## start

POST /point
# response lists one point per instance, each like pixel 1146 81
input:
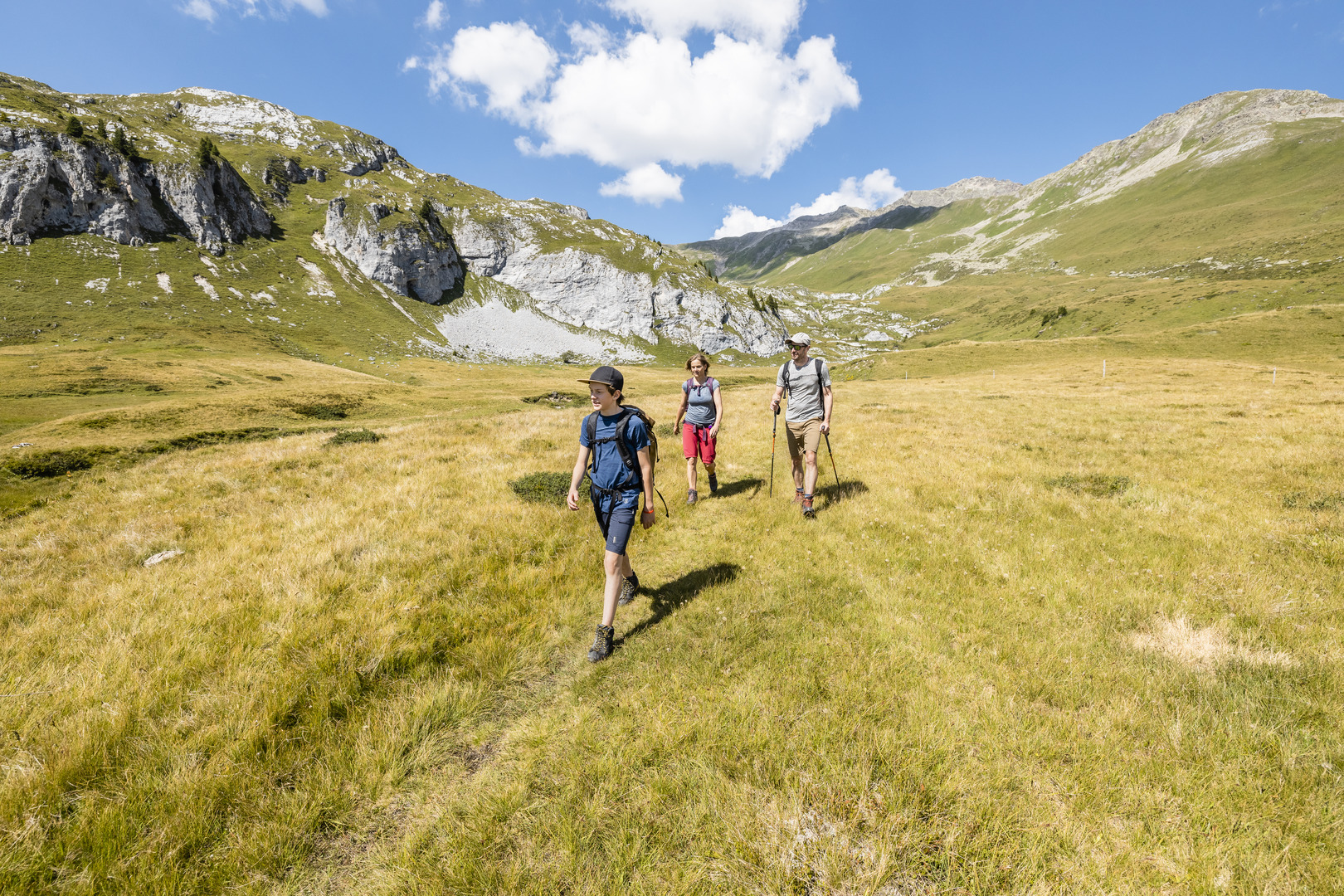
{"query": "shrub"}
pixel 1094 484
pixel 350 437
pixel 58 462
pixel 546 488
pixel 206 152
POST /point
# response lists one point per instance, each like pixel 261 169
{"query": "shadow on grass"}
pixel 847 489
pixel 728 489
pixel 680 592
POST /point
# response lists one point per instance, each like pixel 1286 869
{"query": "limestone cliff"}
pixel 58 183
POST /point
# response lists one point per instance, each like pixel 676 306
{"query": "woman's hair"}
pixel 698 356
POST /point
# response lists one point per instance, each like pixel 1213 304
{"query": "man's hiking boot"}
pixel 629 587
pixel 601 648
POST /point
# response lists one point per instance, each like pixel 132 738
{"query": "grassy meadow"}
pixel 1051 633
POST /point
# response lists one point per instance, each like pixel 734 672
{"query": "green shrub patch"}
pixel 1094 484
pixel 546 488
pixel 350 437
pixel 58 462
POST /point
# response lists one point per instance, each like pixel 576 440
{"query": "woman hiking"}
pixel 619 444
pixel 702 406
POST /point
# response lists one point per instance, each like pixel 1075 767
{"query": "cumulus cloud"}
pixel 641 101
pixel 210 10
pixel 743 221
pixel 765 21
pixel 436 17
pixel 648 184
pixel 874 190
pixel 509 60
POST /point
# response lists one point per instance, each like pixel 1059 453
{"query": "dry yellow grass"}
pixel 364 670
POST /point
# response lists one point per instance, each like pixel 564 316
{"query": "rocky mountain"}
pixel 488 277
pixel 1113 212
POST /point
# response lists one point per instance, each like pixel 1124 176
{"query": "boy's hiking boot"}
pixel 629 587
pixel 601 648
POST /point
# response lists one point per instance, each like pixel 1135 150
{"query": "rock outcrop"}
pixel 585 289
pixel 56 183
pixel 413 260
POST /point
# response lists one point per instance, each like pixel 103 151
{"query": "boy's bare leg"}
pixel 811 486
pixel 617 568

## end

Given exercise: Copy the data word for word, from its first line up to and including the line with "pixel 58 183", and leave the pictures out.

Complete output:
POST /point
# response lists one point per instance, each like pixel 1146 81
input:
{"query": "shrub"}
pixel 1094 484
pixel 350 437
pixel 58 462
pixel 546 488
pixel 206 152
POST /point
# response lists one point per instance, each like pixel 261 169
{"query": "shadow on grass"}
pixel 847 489
pixel 728 489
pixel 680 592
POST /point
# response lists one point per instance, each like pixel 1286 869
{"query": "limestone cliff"}
pixel 58 183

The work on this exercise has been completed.